▶ **PAGE EXTRACT**:
* * * * *
Running your garbage disposal dry isn’t a good idea. Depending on the strength of your machine, some debris may not grind well in dry conditions.
Water gives some of the food particles some weight for easier grinding while some particles need some softening for the garbage disposal grinders to work effectively.
Additionally, some food particles and kitchen waste may not sink into the drainage pipes if there is no water pushing the waste down. These lightweight particles may end up floating around the sink or even flying into the air, creating a mess.
Whenever you run the garbage disposal without running water you risk damaging the machine. The moving parts within the grinder create a lot of friction as they move around and chop up foodstuff. Water acts to reduce friction by lubrication of these moving parts.
As the disks in the grinders move, they generate some heat which can reduce the lifetime of the garbage disposal. Running water cools down the grinding system, keeping the garbage disposal working for longer and at peak effectiveness.
When you run a garbage disposal without water, some food particles become more difficult to dispose of. Soluble particles can be especially tough to drain when in solid state.
Dissolving in water makes it easier and safer to run the soluble waste through the drainage and sewer system.
One of the main reasons for running cold water is to solidify any fats, oils, and greases. Once the oils, fats, and greases solidify and congeal, the garbage disposal system cuts them up into tiny bits which can easily be carried through the drainage and sewer systems.
Many people mistakenly think hot water is better than cold when running a garbage disposal. While the hot water can quickly liquefy and remove fats, oils, and greases, all it does is clog up the drainage further down from the sink.
When you use warm or hot water, the fats, oils, and greases liquify and flow through the garbage disposal system but later cool down and solidify in the drain pipes.
The congealing fats, oils, and greases then stick to the insides of pipes and clog up your drainage. You might then incur expenses having to call in a plumber to unclog your drainage.
Garbage disposal and kitchen sinks are not the best places to dispose of fats, oils, and greases. It’s much better to collect the grease in a bowl or bag and dispose of it in your regular trash.
* * * * *
▶ **WRITTEN EXERCISE 1**:
Answer these about the garbage disposal text:
(a) What does water do for the grinder's moving parts?
(b) What is one of the main reasons for running cold water?
(c) What should be done with grease instead of putting it down the sink?
▶ **WRITTEN EXERCISE 2**: Please quote the stretch of the garbage disposal text from "Whenever you run" through "at peak effectiveness.".
You can answer these from the garbage disposal text alone; the data isn't needed.

▶ **DATA LINES**:
* * * * *
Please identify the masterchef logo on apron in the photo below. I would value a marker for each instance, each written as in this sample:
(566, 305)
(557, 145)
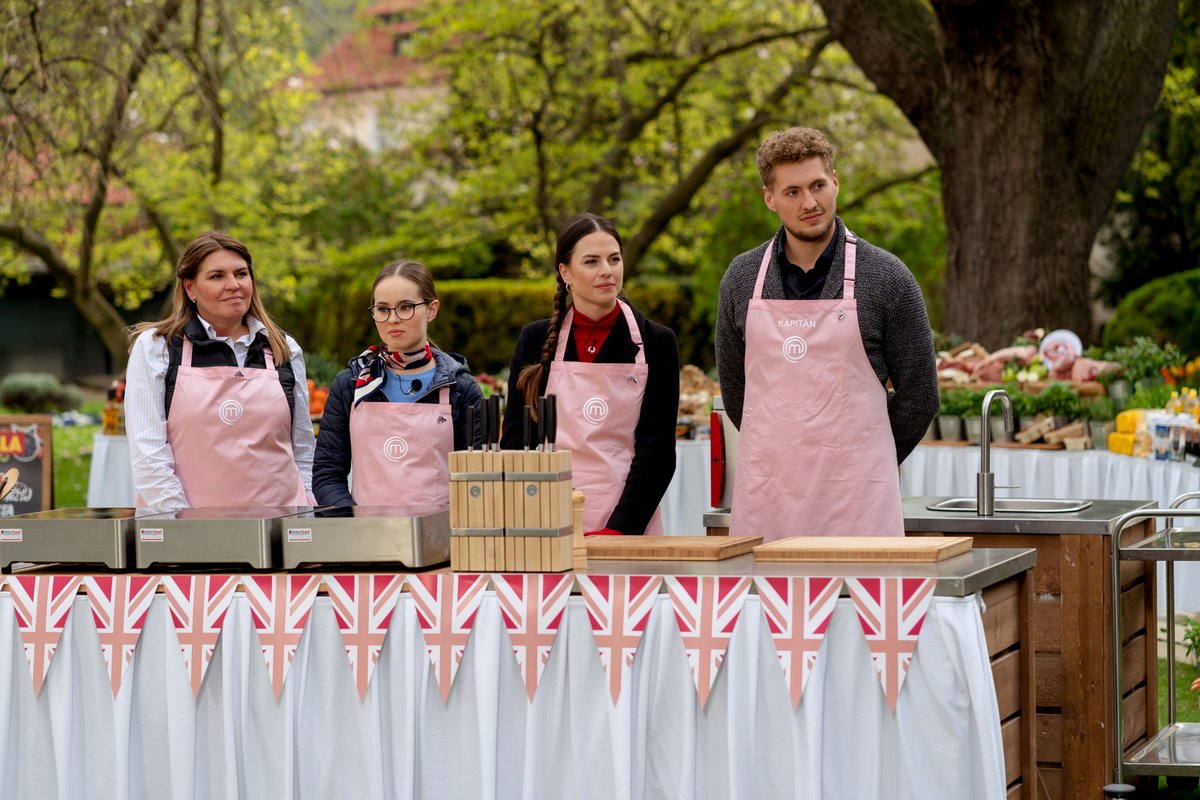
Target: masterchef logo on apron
* * * * *
▶ **ANSWER 1**:
(a) It reduces friction by lubricating them.
(b) To solidify any fats, oils, and greases.
(c) Collect it in a bowl or bag and put it in the regular trash.

▶ **ANSWER 2**:
Whenever you run the garbage disposal without running water you risk damaging the machine. The moving parts within the grinder create a lot of friction as they move around and chop up foodstuff. Water acts to reduce friction by lubrication of these moving parts.
As the disks in the grinders move, they generate some heat which can reduce the lifetime of the garbage disposal. Running water cools down the grinding system, keeping the garbage disposal working for longer and at peak effectiveness.